→ **Aufgabe A**
Erkläre anhand des Textes zum Tiergartentunnel, worin sich die drei Tunnelanlagen trotz ihrer gemeinsamen Lage unter dem Spreebogen unterscheiden.
→ **Aufgabe B**
Gib aus dem Text zum Tiergartentunnel den Abschnitt wörtlich wieder, der mit den Worten „Auftraggeber waren die“ beginnt und mit „Zentralen Bereich Berlin.“ endet.
→ **Aufgabe C**
Führe den Text über den Tiergartentunnel nach seinem letzten Satz fort.

→ **Ausgangstext**
________________________

Tiergartentunnel
Tiergartentunnel bezeichnet einen Komplex von drei Tunnelanlagen, die unter Berlins zweitgrößtem Stadtpark, dem Tiergarten, verlaufen und von 1995 bis 2006 errichtet wurden. Die drei Tunnel unterqueren gemeinsam den Spreebogen im Dreieck zwischen dem Berliner Hauptbahnhof, dem Kanzleramt und dem Paul-Löbe-Haus, sind jedoch verkehrlich nicht miteinander verbunden und dienen verschiedenen Zwecken:
- Tunnel Tiergarten Spreebogen (TTS): ein Straßentunnel im Verlauf der Bundesstraße 96
- Tunnel Nord-Süd-Fernbahn: ein Eisenbahntunnel für den Fern- und Regionalverkehr
- U-Bahn-Tunnel im Zuge der Linie U5
Nicht zu diesem Komplex gehört die geplante Unterquerung des Spreebogens für die S-Bahn (Strecke S21).
Auftraggeber waren die Deutsche Bahn AG und die zuständige Senatsverwaltung des Landes Berlin. Die Baudurchführung oblag der 2002 gegründeten Projektgesellschaft für die Verkehrsanlagen im Zentralen Bereich Berlin.

________________________

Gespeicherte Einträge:
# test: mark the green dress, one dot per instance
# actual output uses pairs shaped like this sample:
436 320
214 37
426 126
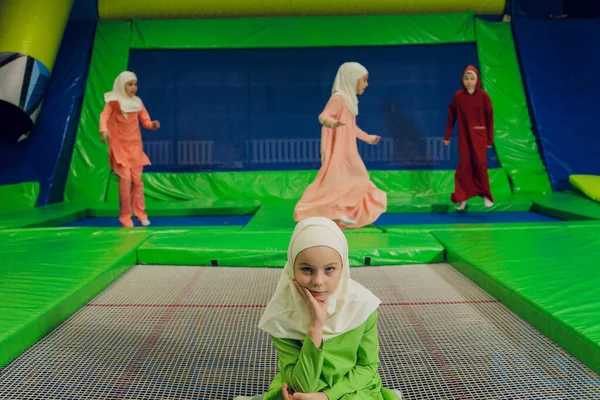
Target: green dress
345 367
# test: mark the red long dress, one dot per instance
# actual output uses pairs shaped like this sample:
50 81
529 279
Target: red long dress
475 133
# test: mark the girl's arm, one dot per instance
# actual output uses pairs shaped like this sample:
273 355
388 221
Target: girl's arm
105 117
451 119
364 136
364 373
489 120
332 112
145 119
300 363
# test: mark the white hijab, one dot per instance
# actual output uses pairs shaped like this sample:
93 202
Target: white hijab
471 91
286 315
345 84
127 104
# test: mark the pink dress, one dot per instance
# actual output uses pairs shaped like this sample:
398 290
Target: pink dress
125 143
342 186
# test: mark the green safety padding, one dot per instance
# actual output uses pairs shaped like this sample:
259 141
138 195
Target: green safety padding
278 215
421 187
182 208
442 204
19 197
435 228
567 206
515 143
269 249
548 276
587 184
87 179
302 31
53 215
46 275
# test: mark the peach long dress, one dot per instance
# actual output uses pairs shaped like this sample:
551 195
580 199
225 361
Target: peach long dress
342 186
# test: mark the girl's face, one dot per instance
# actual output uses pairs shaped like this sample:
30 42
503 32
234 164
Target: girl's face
470 81
362 84
319 270
131 88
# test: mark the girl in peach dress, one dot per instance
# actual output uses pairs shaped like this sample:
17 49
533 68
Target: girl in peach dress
120 126
342 190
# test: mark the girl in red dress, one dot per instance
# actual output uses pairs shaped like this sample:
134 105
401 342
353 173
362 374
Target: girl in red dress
472 107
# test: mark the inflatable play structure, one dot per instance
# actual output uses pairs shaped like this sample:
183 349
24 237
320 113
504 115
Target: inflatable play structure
237 86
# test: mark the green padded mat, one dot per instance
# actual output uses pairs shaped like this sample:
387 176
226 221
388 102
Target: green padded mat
53 215
550 277
19 197
567 205
48 274
182 208
269 249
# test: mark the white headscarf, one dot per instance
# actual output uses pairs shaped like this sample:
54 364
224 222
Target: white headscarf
286 315
345 84
127 104
471 91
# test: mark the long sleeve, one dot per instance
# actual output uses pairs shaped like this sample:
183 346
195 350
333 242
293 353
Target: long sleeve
362 135
300 363
332 111
145 118
364 373
105 117
489 120
451 119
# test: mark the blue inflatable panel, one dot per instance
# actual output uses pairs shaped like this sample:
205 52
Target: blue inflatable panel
560 60
45 156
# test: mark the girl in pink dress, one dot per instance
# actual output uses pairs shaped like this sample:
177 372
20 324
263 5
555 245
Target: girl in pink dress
120 126
342 190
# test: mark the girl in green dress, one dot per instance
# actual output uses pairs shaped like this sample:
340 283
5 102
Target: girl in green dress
322 323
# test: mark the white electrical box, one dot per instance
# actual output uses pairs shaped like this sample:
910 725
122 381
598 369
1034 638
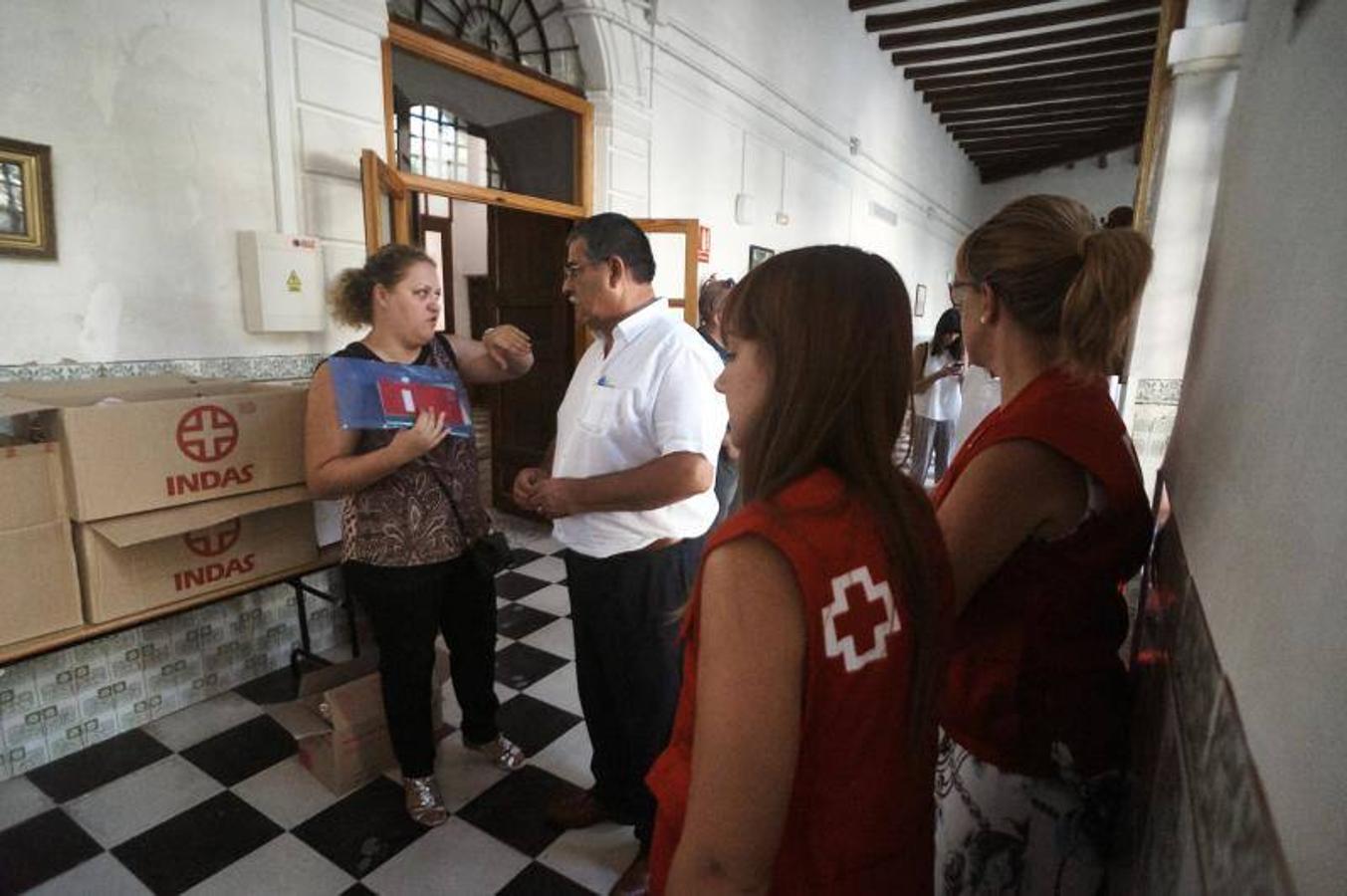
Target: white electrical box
283 282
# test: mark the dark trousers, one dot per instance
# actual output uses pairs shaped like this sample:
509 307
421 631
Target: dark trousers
625 612
408 606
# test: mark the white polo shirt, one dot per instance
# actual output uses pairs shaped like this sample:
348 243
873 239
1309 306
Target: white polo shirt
652 395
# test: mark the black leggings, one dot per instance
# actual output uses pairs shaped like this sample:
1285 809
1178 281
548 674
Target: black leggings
408 606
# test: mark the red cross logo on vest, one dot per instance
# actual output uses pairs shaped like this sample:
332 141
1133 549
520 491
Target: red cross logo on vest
861 613
214 541
208 433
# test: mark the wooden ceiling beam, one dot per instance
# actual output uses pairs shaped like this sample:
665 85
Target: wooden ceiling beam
1007 114
1046 87
947 12
1074 152
857 6
1067 68
999 129
899 39
1145 22
1025 143
1072 132
1052 54
1102 76
992 99
1055 137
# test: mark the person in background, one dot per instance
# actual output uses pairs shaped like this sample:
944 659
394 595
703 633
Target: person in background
411 514
803 750
709 305
629 489
938 369
1045 518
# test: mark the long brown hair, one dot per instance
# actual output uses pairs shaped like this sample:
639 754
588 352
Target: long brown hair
1061 277
835 327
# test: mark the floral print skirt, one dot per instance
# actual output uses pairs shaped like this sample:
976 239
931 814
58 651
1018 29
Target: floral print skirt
1004 833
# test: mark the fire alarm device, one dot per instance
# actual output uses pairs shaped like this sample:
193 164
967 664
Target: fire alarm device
282 282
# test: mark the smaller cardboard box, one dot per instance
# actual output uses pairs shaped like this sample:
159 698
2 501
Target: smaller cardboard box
137 562
41 589
139 443
338 721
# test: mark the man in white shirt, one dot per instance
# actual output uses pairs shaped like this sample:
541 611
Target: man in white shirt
629 489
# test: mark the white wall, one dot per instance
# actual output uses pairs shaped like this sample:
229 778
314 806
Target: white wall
1255 468
159 114
716 99
1098 189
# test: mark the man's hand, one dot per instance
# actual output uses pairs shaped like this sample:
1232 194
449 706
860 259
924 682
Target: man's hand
556 498
527 483
508 345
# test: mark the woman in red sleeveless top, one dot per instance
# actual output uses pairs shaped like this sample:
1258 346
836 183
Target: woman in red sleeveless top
1045 519
803 747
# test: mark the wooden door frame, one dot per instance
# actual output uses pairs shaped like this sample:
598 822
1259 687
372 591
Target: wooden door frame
474 64
380 182
690 228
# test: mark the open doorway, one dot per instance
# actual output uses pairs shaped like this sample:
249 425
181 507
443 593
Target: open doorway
503 266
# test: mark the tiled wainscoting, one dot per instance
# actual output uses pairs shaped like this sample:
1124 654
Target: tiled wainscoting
1198 820
65 701
263 366
61 702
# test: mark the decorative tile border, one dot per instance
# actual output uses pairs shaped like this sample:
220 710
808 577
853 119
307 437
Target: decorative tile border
1159 391
262 366
61 702
1206 807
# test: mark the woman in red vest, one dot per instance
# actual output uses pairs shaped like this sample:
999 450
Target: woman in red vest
1045 519
803 747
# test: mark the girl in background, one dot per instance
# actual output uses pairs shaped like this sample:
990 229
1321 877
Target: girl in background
938 372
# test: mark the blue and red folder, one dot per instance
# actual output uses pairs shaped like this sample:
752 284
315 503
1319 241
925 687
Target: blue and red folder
374 395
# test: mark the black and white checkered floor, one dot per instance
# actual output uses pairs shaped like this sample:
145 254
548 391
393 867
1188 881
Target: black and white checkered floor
212 799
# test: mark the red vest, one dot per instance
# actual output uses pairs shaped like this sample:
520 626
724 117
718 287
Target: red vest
861 816
1034 654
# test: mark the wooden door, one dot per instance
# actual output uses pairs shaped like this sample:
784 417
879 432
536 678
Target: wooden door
388 216
675 243
526 252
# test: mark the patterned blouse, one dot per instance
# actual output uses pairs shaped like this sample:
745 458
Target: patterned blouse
426 511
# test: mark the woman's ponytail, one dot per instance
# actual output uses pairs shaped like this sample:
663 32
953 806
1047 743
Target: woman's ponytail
351 294
1098 308
350 298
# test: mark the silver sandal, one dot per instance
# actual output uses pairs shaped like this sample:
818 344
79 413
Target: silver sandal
501 752
423 800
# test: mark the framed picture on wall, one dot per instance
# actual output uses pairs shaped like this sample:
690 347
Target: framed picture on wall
27 214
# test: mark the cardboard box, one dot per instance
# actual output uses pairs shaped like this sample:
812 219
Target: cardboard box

________________________

→ **Antwort A**
Die drei Tunnel sind verkehrlich nicht miteinander verbunden und dienen verschiedenen Zwecken. Der Tunnel Tiergarten Spreebogen (TTS) ist ein Straßentunnel im Verlauf der Bundesstraße 96. Der Tunnel Nord-Süd-Fernbahn ist ein Eisenbahntunnel für den Fern- und Regionalverkehr. Der dritte ist der U-Bahn-Tunnel im Zuge der Linie U5.

→ **Antwort B**
Auftraggeber waren die Deutsche Bahn AG und die zuständige Senatsverwaltung des Landes Berlin. Die Baudurchführung oblag der 2002 gegründeten Projektgesellschaft für die Verkehrsanlagen im Zentralen Bereich Berlin.

→ **Antwort C**
Der Eisenbahntunnel ist Teil des Projektes Knoten Berlin.[1]
Eröffnungstermine
- Straßentunnel: 26. März 2006
- Eisenbahntunnel: 28. Mai 2006
- U-Bahn-Tunnel: 8./9. August 2009
Tunnelverlauf
Die Tunnel unterqueren in Nord-Süd-Richtung am Berliner Hauptbahnhof die in West-Ost-Richtung in Hochlage verlaufende Stadtbahn und südlich des Hauptbahnhofs die Spree. Südlich der Linie zwischen Bundeskanzleramt und Reichstagsgebäude nehmen die drei Tunnel einen unterschiedlichen Verlauf und unterfahren hierbei den Berliner Tiergarten. Der Eisenbahntunnel unterquert zusätzlich den Landwehrkanal.
Straßentunnel
Der Straßentunnel beginnt im Norden im Verlauf der Minna-Cauer-Straße, umfährt den Hauptbahnhof westlich, hat eine Ausfahrt zur Tiergartenstraße und endet am Nordufer des Landwehrkanals.
Eisenbahntunnel
Der Bahntunnel ist 3586 Meter lang und besitzt vier Gleise. Die Einfahrt im Norden liegt in Höhe der Döberitzer Straße, das Südende am Gleisdreieck.
Die unterirdische Einbindung der Potsdamer Stammbahn für den Fall ihrer Reaktivierung wurde baulich vorbereitet. Hierzu sind südlich vom Bahnhof Potsdamer Platz die Tunnelstutzen der Abzweigstelle Landwehrkanal vorhanden, auch in der Festen Fahrbahn sind bereits die zugehörigen Weichenschwellen eingebaut.
U-Bahn-Tunnel
Für die Trasse der Linie U55 entstand zuerst nur ein kleiner Abschnitt im Spreebogen und unterhalb der Spree.
Bau
Am 13. Oktober 1995 setzte der damalige Bundeskanzler Helmut Kohl den symbolischen ersten Spatenstich für den Tunnel. Die Fertigstellung des Straßentunnels war dabei für 1999 vorgesehen, die des Eisenbahntunnels für 2002.[2]
Der Straßentunnel wurde in offener Bauweise ausgeführt. Zwischen 1996 und 1998 musste für den Tunnelbau die Spree umgeleitet werden. Bis auf das Kreuzungsbauwerk im Hauptbahnhof waren die Röhren im Jahr 2000 zum größten Teil im Rohbau fertiggestellt. Mangelnde Belüftung sorgte bereichsweise für Pilzbefall.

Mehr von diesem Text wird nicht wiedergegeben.